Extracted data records
********************
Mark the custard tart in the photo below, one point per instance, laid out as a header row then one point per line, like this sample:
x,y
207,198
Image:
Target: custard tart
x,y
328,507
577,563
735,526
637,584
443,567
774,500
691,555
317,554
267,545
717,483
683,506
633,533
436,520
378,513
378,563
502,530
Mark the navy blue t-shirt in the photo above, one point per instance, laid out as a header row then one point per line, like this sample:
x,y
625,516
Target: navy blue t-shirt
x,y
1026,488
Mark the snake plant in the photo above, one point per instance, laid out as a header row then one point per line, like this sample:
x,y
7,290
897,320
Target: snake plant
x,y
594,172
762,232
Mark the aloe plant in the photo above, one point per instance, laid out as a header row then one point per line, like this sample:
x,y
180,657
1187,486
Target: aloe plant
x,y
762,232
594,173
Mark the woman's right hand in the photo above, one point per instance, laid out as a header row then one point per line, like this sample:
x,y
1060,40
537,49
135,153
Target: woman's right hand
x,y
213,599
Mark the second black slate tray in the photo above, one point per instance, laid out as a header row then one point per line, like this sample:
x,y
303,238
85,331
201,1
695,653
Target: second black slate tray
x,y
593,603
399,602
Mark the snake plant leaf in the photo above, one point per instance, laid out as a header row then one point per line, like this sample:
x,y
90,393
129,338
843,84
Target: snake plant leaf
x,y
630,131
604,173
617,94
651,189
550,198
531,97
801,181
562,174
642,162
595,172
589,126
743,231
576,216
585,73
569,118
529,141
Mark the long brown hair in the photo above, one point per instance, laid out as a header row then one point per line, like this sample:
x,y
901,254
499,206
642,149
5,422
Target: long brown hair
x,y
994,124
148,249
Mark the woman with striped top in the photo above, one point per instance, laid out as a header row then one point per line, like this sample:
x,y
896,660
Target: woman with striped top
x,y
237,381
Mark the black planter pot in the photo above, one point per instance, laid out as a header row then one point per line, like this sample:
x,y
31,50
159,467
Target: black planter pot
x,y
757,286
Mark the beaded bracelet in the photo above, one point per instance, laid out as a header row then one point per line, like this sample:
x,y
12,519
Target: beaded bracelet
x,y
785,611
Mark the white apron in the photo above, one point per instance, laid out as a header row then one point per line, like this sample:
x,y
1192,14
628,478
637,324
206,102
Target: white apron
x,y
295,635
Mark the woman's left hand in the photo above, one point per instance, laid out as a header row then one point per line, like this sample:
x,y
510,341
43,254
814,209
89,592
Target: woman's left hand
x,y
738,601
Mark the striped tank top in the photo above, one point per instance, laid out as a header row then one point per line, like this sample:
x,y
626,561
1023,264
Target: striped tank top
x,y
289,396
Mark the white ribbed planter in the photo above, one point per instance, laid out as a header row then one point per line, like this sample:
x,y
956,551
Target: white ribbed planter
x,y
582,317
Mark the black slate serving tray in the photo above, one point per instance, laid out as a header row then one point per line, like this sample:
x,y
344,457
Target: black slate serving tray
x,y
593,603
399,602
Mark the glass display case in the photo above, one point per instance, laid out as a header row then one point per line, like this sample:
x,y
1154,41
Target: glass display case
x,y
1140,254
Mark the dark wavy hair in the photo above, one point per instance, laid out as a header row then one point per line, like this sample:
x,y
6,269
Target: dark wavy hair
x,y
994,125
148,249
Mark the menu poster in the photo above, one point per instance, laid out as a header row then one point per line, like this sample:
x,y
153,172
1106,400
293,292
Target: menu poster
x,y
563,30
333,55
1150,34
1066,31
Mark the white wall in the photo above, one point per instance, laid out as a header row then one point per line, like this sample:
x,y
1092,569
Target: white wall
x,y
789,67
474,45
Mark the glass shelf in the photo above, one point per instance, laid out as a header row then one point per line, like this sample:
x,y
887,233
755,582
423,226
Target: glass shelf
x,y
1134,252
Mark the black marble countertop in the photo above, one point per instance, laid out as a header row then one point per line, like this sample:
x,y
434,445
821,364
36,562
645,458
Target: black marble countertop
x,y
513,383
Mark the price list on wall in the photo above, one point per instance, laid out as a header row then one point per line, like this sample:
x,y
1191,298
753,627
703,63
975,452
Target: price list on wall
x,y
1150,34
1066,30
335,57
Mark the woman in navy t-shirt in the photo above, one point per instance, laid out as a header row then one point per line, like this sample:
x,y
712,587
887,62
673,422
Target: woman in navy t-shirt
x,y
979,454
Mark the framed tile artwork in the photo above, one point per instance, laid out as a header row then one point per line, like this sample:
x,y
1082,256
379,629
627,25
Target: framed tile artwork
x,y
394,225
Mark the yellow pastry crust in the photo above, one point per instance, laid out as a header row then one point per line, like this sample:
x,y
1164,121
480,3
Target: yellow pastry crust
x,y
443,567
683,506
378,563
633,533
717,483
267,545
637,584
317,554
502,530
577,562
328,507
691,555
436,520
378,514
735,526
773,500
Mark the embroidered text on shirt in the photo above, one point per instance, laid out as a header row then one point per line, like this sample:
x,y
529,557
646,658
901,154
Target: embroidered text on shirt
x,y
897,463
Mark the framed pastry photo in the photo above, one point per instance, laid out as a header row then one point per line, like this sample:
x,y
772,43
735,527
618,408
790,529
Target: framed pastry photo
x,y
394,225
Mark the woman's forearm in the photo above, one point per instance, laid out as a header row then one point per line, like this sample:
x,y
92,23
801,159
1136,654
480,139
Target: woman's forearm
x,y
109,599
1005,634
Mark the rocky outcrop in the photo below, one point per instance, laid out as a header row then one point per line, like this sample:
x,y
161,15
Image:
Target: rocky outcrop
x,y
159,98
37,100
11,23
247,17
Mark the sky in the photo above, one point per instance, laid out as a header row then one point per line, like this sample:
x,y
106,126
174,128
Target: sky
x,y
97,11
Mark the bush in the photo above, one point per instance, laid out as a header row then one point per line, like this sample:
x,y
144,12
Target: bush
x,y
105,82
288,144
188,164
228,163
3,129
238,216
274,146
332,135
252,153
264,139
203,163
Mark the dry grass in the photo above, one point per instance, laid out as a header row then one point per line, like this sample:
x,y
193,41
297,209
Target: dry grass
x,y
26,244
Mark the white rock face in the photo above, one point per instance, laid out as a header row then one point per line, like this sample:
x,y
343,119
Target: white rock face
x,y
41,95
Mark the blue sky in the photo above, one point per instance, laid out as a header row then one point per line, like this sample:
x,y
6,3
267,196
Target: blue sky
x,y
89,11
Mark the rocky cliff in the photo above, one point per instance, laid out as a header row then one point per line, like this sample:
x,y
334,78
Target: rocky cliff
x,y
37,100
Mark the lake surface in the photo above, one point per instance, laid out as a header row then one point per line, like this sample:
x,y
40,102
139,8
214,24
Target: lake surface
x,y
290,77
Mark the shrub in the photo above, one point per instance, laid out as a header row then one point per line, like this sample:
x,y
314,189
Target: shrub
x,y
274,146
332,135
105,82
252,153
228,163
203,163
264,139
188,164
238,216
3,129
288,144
********************
Task details: Output all the records above as a JSON list of strings, with one string for each line and blank lines omitted.

Expected output:
[
  "Mark the custard tart in the photo below, one point per instance, laid out as a header row then one point per line, like this sample:",
  "x,y",
  "207,198",
  "Image:",
  "Target: custard tart",
  "x,y",
  "328,507",
  "577,563",
  "735,526",
  "637,584",
  "443,567",
  "774,500",
  "691,555",
  "317,554",
  "267,545",
  "717,483",
  "683,506",
  "633,533",
  "436,520",
  "378,513",
  "378,563",
  "502,530",
  "Mark the navy blue t-shirt in the photo above, one point per instance, laid out as a header row then one point per line, like this sample:",
  "x,y",
  "625,516",
  "Target: navy blue t-shirt",
  "x,y",
  "1026,488",
  "Mark the snake plant in the photo above, one point per instance, laid out as a header row then one point per line, like this sample:",
  "x,y",
  "7,290",
  "897,320",
  "Target: snake plant",
  "x,y",
  "594,172",
  "762,232",
  "Mark the aloe plant in the photo above, one point per instance, laid out as a header row then one point per line, like this sample:",
  "x,y",
  "180,657",
  "1187,486",
  "Target: aloe plant",
  "x,y",
  "762,232",
  "594,173",
  "Mark the woman's right hand in the photo above, one point per instance, laid out as a header row then one point per line, like this sample:",
  "x,y",
  "1060,40",
  "537,49",
  "135,153",
  "Target: woman's right hand",
  "x,y",
  "213,599",
  "Mark the second black slate tray in the photo above, one point per instance, laid out as a header row then one point per line, like this sample:",
  "x,y",
  "303,238",
  "85,331",
  "201,1",
  "695,653",
  "Target: second black slate tray",
  "x,y",
  "593,603",
  "399,602",
  "Mark the snake plant leaf in the photo above, one point per instance, laid out as a header row then one point per line, like this sample:",
  "x,y",
  "90,393",
  "129,338",
  "843,84",
  "Target: snake plant leaf",
  "x,y",
  "630,131",
  "604,173",
  "617,94",
  "651,189",
  "550,198",
  "531,97",
  "801,181",
  "562,174",
  "642,162",
  "595,172",
  "589,126",
  "743,231",
  "576,216",
  "585,73",
  "569,118",
  "529,141",
  "Mark the long brown hair in the photo above, one point per instance, laid out as a header row then one point per line, like this sample:",
  "x,y",
  "901,254",
  "499,206",
  "642,149",
  "5,422",
  "Target: long brown hair",
  "x,y",
  "994,124",
  "148,249",
  "Mark the woman with striped top in the photo above, one point per instance, laid out as a header row then one point per line, like this sample:",
  "x,y",
  "896,660",
  "Target: woman with striped top",
  "x,y",
  "237,381",
  "Mark the black planter pot in the photo above, one point per instance, laid out as a header row then one point per line, like this sample:",
  "x,y",
  "31,50",
  "159,467",
  "Target: black planter pot",
  "x,y",
  "757,286",
  "Mark the beaded bracelet in the photo above, one point per instance, laid out as a header row then one point per line, like this sample:",
  "x,y",
  "12,519",
  "Target: beaded bracelet",
  "x,y",
  "785,611",
  "Mark the white apron in the photo above, one point per instance, laid out as a header row then one point per line, like this sample:",
  "x,y",
  "1192,14",
  "628,478",
  "637,324",
  "206,102",
  "Target: white apron",
  "x,y",
  "295,635",
  "Mark the woman's left hand in the photo above, one point per instance, laid out as a header row then one point per line, like this sample:",
  "x,y",
  "510,341",
  "43,254",
  "814,209",
  "89,592",
  "Target: woman's left hand",
  "x,y",
  "738,601",
  "Mark the striped tank top in the photo above, one point per instance, laid out as a header row then one point per line, like this sample:",
  "x,y",
  "626,561",
  "1023,264",
  "Target: striped tank top",
  "x,y",
  "289,396",
  "Mark the white ribbed planter in the photo above, one point per instance, laid out as a header row then one point per line, like this sample:",
  "x,y",
  "956,551",
  "Target: white ribbed planter",
  "x,y",
  "582,317",
  "Mark the black slate serving tray in the photo above, one point per instance, laid out as a header row then one point per line, like this sample:",
  "x,y",
  "344,457",
  "Target: black slate serving tray",
  "x,y",
  "593,603",
  "399,602",
  "Mark the glass display case in the photo above, one point per instance, laid out as a header row then one point per line, like this sample:",
  "x,y",
  "1154,41",
  "Target: glass display case",
  "x,y",
  "1140,254",
  "Mark the dark wavy hair in the photo above, one point per instance, laid out as a header row then one point per line, like this sample:",
  "x,y",
  "6,269",
  "Target: dark wavy hair",
  "x,y",
  "994,125",
  "148,249",
  "Mark the menu poster in the photo above, one point per instance, laid out as a header row then one point per line, like this sample:",
  "x,y",
  "153,172",
  "1106,400",
  "293,292",
  "Target: menu poster",
  "x,y",
  "563,30",
  "333,55",
  "1150,34",
  "1066,31",
  "Mark the white wall in the photo above, one point per instance, laid out as a header row then one point per line, like this sample:",
  "x,y",
  "1092,569",
  "Target: white wall",
  "x,y",
  "789,67",
  "474,45",
  "Mark the glass shelf in the photo above, one point per instance, laid out as a header row then one point per line, like this sample:",
  "x,y",
  "887,233",
  "755,582",
  "423,226",
  "Target: glass shelf",
  "x,y",
  "1134,252",
  "Mark the black marble countertop in the photo above, one point per instance, laid out as a header row then one point per line, like this sample:",
  "x,y",
  "434,445",
  "821,364",
  "36,562",
  "645,458",
  "Target: black marble countertop",
  "x,y",
  "513,383",
  "Mark the price list on wall in the photo above, one point per instance, laid out as a header row then one point per line, like this sample:",
  "x,y",
  "1191,298",
  "753,627",
  "703,63",
  "975,452",
  "Target: price list on wall",
  "x,y",
  "1150,34",
  "1066,30",
  "335,57",
  "Mark the woman in navy t-shirt in the photo above, one point per instance, laid out as a header row then one point per line, like this sample:",
  "x,y",
  "712,587",
  "887,62",
  "673,422",
  "Target: woman in navy t-shirt",
  "x,y",
  "979,454",
  "Mark the framed tile artwork in the photo above, one point per instance, laid out as a header row then one point per line, like this sample:",
  "x,y",
  "1082,256",
  "379,629",
  "627,25",
  "Target: framed tile artwork",
  "x,y",
  "394,225",
  "Mark the yellow pastry crust in the photo above, one point per instance, laid out as a header row then one point per line, like this sample:",
  "x,y",
  "1164,121",
  "480,3",
  "Target: yellow pastry crust",
  "x,y",
  "443,567",
  "683,506",
  "378,563",
  "633,533",
  "717,483",
  "267,545",
  "637,584",
  "317,554",
  "502,530",
  "577,562",
  "328,507",
  "691,555",
  "436,520",
  "378,514",
  "735,526",
  "773,500",
  "Mark the embroidered text on shirt in the photo above, one point per instance, laid out as a header row then one point per line, like this sample:",
  "x,y",
  "529,557",
  "646,658",
  "901,154",
  "Target: embroidered text on shirt",
  "x,y",
  "897,463",
  "Mark the framed pastry photo in the photo above, one point per instance, laid out as a header row then one point per line, like this sample:",
  "x,y",
  "772,43",
  "735,527",
  "618,408",
  "790,529",
  "Target: framed pastry photo",
  "x,y",
  "394,225",
  "Mark the woman's forearm in the photo above, one point per instance, laid out as a header row then one point per line, like this sample:",
  "x,y",
  "92,23",
  "801,159",
  "1136,654",
  "480,139",
  "Target: woman's forearm",
  "x,y",
  "109,599",
  "1005,634",
  "Mark the rocky outcrop in the photo below, one point per instance, laid out as a header row then one point per line, like this sample:",
  "x,y",
  "161,15",
  "Image:",
  "Target: rocky outcrop",
  "x,y",
  "159,98",
  "37,100",
  "11,23",
  "247,17",
  "Mark the sky in the photo above, one point per instance, laid out as a header row then one point per line, like this sample:",
  "x,y",
  "106,126",
  "174,128",
  "Target: sky",
  "x,y",
  "97,11",
  "Mark the bush in the photo above, one point per instance, laid out as a header row then one point per line, like this sample:",
  "x,y",
  "144,12",
  "Target: bush",
  "x,y",
  "105,82",
  "288,144",
  "188,164",
  "228,163",
  "3,129",
  "238,216",
  "274,146",
  "332,135",
  "252,153",
  "264,139",
  "203,163",
  "Mark the dry grass in the photo above, one point per instance, laid out as a header row then one point per line, like this sample:",
  "x,y",
  "193,41",
  "297,209",
  "Target: dry grass",
  "x,y",
  "26,244",
  "Mark the white rock face in the photo above, one point per instance, laid out as a header row then one point per line, like this sample:",
  "x,y",
  "343,119",
  "Target: white rock face",
  "x,y",
  "41,95",
  "Mark the blue sky in the photo above, one point per instance, laid out as a header row then one point per line, like this sample:",
  "x,y",
  "6,3",
  "267,196",
  "Target: blue sky",
  "x,y",
  "89,11",
  "Mark the rocky cliff in the photo above, one point per instance, laid out as a header row then one point per line, like this sample:",
  "x,y",
  "334,78",
  "Target: rocky cliff",
  "x,y",
  "37,100",
  "Mark the lake surface in the photo above, one point per instance, laid out as a header row then one point per line, like this sample:",
  "x,y",
  "40,102",
  "139,8",
  "214,24",
  "Target: lake surface",
  "x,y",
  "290,77",
  "Mark the shrub in the photo above, one point per instance, laid out as a header row then one point per line, like this sample:",
  "x,y",
  "314,189",
  "Target: shrub",
  "x,y",
  "274,146",
  "332,135",
  "105,82",
  "252,153",
  "228,163",
  "203,163",
  "264,139",
  "188,164",
  "238,216",
  "3,129",
  "288,144"
]